▶ **Source document**
################

When in a Crisis, Consider Better Wine
Wine in Alto Douro
The excavator ate its way into the side of the mountain. Slowly, the rocky slope took shape and began to resemble the rest of the well-kept vineyards that spread out in every direction. The Quinta do Vale Meão winery in Portugal’s Alto Douro wine region was planting new vines after an explosive and surprising demand had left its wine cellars empty. The region had been world-famous for its sweet port wines for centuries, but people had now discovered its dry reds and whites, too.
Francisco Olazabal, the owner of the winery, walked around the muddy fields, picking up handfuls of soil. He sniffed at the earth, exchanged a few words with the construction workers and gestured at me to get in his car.
“Get in, let me show you the old vineyards,” he said.
On the way to our next stop he told me about how the Portuguese wine trade had experienced surprising growth while the rest of the country had been on the brink of bankruptcy. The industry had invested in education—sending winemakers to train in France and Italy, and acquiring winemaking equipment from abroad—and it had paid off.

################

▶ **Segmentation mask data**
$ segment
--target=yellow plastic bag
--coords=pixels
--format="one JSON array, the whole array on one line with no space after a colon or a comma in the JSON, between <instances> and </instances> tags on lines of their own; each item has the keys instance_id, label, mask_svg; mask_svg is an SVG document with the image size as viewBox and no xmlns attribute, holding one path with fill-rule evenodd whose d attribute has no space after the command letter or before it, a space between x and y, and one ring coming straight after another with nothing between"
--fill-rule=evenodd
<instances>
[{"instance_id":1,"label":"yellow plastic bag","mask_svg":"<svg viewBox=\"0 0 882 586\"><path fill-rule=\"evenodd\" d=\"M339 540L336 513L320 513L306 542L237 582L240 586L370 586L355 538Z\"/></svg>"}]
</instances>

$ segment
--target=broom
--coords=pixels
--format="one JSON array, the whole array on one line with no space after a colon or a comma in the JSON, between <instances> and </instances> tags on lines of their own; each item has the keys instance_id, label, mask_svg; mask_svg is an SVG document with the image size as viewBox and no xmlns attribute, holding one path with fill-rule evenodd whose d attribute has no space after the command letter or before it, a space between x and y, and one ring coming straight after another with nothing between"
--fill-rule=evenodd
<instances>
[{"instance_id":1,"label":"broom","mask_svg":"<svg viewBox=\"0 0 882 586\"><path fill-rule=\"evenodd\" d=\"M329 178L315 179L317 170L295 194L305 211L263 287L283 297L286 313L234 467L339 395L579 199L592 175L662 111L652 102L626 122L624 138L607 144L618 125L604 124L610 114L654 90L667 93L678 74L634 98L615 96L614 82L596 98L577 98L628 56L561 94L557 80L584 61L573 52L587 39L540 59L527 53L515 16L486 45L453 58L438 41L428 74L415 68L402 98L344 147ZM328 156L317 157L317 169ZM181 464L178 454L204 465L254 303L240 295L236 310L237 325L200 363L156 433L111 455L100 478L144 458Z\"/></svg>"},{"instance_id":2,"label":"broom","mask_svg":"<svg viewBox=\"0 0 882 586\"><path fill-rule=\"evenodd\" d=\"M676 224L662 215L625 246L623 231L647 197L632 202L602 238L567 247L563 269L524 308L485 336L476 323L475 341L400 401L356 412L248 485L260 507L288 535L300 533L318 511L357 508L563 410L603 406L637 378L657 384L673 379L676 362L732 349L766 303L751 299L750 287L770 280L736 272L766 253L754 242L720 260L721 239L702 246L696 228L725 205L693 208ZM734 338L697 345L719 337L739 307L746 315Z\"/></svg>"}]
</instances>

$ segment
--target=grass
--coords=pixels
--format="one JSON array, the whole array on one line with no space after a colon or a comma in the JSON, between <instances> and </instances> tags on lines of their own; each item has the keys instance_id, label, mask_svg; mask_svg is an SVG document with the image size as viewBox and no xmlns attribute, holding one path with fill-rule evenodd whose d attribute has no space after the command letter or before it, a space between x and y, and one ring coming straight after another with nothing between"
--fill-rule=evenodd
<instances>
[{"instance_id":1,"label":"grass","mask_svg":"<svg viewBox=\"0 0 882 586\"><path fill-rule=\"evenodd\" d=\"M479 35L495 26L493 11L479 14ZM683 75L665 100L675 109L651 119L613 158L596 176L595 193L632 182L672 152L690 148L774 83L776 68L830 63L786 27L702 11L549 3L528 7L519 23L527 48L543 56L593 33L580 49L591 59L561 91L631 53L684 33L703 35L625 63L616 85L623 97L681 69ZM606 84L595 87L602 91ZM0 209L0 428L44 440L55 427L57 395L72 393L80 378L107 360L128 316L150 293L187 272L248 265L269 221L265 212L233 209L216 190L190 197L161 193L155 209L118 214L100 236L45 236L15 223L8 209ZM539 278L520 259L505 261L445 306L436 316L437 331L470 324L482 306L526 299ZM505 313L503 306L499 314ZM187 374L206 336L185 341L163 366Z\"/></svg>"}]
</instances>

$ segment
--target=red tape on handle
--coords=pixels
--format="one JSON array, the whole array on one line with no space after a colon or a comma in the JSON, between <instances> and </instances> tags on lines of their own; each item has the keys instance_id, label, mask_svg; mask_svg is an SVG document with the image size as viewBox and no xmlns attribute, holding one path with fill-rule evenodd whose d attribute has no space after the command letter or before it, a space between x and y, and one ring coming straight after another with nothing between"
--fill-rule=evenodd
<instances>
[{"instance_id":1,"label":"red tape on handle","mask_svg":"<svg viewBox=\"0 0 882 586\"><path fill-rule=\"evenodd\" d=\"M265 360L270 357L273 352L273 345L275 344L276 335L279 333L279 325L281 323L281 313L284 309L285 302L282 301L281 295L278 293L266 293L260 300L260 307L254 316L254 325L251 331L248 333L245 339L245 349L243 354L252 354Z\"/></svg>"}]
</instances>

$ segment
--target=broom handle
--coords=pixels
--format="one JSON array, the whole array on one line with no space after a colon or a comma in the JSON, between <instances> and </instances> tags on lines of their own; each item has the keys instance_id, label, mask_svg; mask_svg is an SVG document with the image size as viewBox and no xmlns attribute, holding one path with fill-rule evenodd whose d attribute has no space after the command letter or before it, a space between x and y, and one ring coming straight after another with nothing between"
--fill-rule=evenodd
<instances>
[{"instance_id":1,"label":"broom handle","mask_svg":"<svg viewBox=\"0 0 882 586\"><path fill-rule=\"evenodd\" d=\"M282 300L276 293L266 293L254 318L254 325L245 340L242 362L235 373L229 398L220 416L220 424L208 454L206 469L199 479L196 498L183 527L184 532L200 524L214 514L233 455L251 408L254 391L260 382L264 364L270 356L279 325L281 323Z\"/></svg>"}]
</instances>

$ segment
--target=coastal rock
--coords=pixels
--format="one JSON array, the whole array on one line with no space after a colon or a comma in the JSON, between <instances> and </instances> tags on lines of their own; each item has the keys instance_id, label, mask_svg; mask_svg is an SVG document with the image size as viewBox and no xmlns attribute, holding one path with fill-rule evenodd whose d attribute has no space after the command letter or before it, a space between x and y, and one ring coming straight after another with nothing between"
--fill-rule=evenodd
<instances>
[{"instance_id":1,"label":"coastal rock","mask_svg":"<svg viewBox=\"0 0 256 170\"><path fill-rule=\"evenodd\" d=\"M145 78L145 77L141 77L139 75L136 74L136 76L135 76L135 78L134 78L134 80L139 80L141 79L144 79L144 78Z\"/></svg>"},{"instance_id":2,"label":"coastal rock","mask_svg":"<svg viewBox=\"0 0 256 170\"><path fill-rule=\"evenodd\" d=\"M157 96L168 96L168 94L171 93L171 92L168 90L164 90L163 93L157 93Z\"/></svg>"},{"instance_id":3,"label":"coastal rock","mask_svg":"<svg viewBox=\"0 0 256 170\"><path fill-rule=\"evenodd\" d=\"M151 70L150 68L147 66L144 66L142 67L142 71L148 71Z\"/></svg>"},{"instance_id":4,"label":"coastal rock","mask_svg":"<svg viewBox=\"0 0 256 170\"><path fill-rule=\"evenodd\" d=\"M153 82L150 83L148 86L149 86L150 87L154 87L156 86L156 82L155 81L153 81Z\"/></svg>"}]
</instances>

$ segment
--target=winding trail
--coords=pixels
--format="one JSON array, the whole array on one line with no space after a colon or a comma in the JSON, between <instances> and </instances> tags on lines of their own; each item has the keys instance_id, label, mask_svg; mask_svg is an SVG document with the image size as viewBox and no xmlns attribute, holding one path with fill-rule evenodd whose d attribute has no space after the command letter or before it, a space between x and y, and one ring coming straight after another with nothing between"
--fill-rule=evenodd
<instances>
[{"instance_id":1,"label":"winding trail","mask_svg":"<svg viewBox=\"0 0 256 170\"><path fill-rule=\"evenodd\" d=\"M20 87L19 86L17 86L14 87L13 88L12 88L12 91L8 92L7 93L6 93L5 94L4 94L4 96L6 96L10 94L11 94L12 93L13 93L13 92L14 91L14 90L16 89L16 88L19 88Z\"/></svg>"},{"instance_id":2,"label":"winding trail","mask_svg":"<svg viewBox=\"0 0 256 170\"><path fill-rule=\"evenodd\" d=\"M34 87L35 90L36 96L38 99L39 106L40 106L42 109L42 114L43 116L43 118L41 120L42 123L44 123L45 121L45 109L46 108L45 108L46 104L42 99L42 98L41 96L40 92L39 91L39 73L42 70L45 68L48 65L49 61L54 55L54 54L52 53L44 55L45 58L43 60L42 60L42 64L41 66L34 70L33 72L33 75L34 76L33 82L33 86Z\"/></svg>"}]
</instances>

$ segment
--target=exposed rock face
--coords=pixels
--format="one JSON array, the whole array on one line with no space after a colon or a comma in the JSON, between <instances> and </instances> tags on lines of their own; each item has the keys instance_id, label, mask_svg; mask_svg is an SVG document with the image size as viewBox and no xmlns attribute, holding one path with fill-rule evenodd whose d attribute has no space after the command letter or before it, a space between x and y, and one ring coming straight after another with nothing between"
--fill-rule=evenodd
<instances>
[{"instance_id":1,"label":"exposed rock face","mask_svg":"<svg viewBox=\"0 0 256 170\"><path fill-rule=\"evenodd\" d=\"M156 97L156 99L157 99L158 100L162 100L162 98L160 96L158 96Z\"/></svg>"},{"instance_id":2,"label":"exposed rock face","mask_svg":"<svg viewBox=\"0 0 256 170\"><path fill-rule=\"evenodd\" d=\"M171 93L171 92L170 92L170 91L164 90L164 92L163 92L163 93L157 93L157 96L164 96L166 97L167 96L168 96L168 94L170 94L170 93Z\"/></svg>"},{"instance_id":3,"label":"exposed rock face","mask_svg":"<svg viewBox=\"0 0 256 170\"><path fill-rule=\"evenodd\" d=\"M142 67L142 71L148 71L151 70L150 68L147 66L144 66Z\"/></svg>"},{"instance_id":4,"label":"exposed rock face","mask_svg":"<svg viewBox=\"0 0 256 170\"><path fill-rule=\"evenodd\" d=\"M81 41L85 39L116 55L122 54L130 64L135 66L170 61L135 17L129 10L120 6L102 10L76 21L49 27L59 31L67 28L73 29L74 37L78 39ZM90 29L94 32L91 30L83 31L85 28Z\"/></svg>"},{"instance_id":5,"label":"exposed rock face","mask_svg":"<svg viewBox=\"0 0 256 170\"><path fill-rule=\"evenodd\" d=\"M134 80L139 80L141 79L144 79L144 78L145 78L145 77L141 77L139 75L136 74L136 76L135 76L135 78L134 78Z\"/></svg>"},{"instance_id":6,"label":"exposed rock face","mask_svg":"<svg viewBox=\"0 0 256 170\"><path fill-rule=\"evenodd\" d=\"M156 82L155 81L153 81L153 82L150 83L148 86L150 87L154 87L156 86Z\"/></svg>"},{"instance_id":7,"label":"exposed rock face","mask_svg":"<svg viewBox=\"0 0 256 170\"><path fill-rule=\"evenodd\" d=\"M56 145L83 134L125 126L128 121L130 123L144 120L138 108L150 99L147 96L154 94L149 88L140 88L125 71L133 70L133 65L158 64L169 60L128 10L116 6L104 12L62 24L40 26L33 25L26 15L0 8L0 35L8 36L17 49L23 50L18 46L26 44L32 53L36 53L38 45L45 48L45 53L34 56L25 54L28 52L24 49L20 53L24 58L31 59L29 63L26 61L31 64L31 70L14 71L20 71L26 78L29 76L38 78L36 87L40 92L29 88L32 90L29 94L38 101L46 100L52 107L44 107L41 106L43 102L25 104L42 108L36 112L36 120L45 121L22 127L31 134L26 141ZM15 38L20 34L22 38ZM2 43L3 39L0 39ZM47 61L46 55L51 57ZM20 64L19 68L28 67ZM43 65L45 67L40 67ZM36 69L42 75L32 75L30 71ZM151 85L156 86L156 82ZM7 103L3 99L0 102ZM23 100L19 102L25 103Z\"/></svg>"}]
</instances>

################

▶ **Problem requirements**
Translate this sentence from the Alto Douro wine text into Spanish: "The excavator ate its way into the side of the mountain." The items have nothing to do with this.

▶ **Completed exercise**
La excavadora fue devorando la ladera de la montaña.